- [About this task]
Omitting the pictures, restate all of the entries below exactly.

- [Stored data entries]

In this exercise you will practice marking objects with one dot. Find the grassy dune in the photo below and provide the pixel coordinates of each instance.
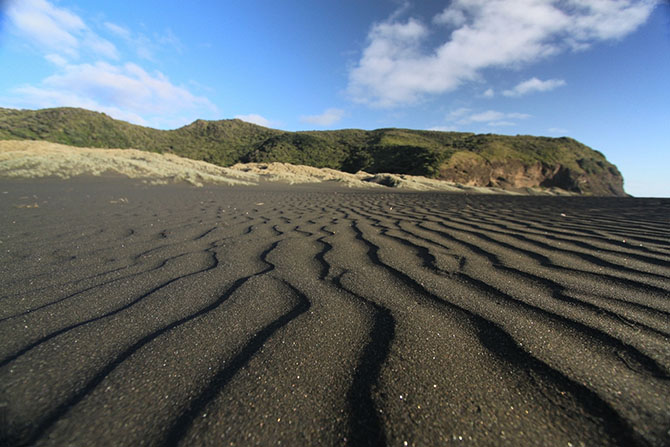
(35, 159)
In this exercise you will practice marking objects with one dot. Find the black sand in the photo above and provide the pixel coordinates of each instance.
(133, 315)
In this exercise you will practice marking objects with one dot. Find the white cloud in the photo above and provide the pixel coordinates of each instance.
(489, 117)
(255, 119)
(398, 66)
(118, 30)
(534, 85)
(56, 59)
(327, 118)
(56, 30)
(123, 91)
(83, 77)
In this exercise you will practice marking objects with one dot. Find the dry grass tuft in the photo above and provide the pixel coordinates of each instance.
(31, 159)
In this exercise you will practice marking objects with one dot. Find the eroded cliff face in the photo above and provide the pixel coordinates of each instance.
(587, 176)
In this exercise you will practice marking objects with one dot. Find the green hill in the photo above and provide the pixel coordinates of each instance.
(479, 160)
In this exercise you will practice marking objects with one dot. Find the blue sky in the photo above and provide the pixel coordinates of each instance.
(594, 70)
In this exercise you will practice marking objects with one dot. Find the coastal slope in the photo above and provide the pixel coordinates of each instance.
(501, 161)
(171, 315)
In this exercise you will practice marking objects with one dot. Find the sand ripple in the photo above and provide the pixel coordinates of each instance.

- [Task result]
In this exercise you will practice marking objects with one dot. Find the grassy dune in the photo below and provide the pixel coordinates of each instance.
(35, 159)
In this exercise you will practice marking objects with one dot. Find the black sand in the photo above and provide the pixel coordinates of each instance.
(133, 315)
In this exercise you will practice marking objects with one dot. Find the white cloud in the photo above and provide the pixel coordinates of each instance.
(489, 117)
(255, 119)
(398, 66)
(118, 30)
(534, 85)
(56, 59)
(327, 118)
(56, 30)
(123, 91)
(83, 77)
In this exercise you will practice marking objects with one dot. Find the dry grass tuft in the photo above and provide the pixel coordinates of each instance.
(31, 159)
In this exercise you will practice marking objects with one dot. Find the eroded cliff face in the photo above and provide the pixel coordinates of each instance.
(587, 176)
In this exercise you will practice marking objects with one dot. Find the green hill in the photo above and provide the pixel coordinates of each instance.
(479, 160)
In this exercise you will practice marking objects with one dot. Find the blue sky in the photo above and provide the pixel coordinates of each instance.
(594, 70)
In this exercise you will practice marking objects with one dot. Find the coastal slope in the photo above and provide the pixel coordinates of each instance.
(501, 161)
(171, 315)
In this exercise you will practice marking objects with one dot. Find the sand ripple in the photo above and provide the pixel coordinates of each instance.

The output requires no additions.